**Problem requirements**
Print back each record unchanged, without pictures.

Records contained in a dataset
*** Block opens ***

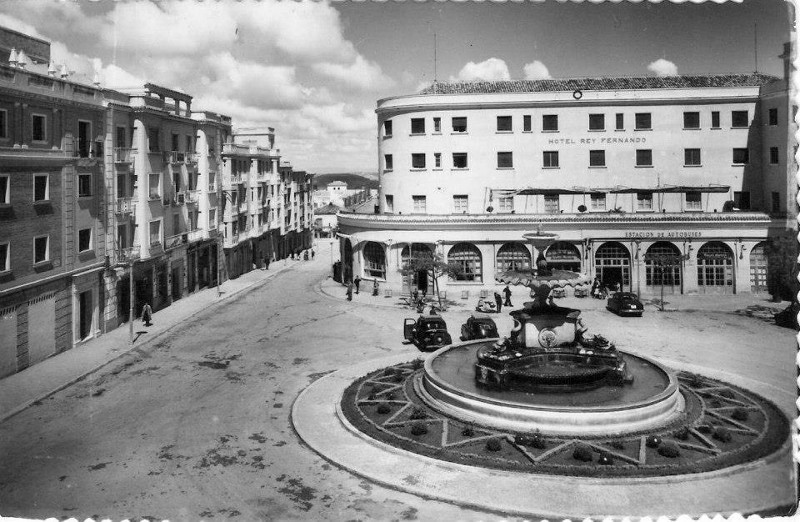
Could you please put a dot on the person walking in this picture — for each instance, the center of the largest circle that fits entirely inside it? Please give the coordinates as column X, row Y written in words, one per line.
column 507, row 293
column 147, row 314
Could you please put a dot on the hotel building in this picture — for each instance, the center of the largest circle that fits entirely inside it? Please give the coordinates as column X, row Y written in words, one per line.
column 629, row 172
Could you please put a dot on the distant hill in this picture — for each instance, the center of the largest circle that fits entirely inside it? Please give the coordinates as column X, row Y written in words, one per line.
column 354, row 181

*** Block closes ***

**Answer to the exercise**
Could you please put a dot on the person walking in this picture — for each instance, the center of the largest circle that fits entirely inside it? Please give the coordinates as column X, row Y written in words, one per line.
column 507, row 293
column 147, row 314
Could you please put a dot on the hotel building in this picture — for each instance, the center of the largest circle that fits entirely inside it? Please give the coordinates as column X, row Y written in words, one per line.
column 629, row 172
Could you please put a dot on the distant hill in this picture — for each instance, the center of the largest circle that fits entirely inside it? Please give the coordinates as column X, row Y written in words, one per line.
column 354, row 181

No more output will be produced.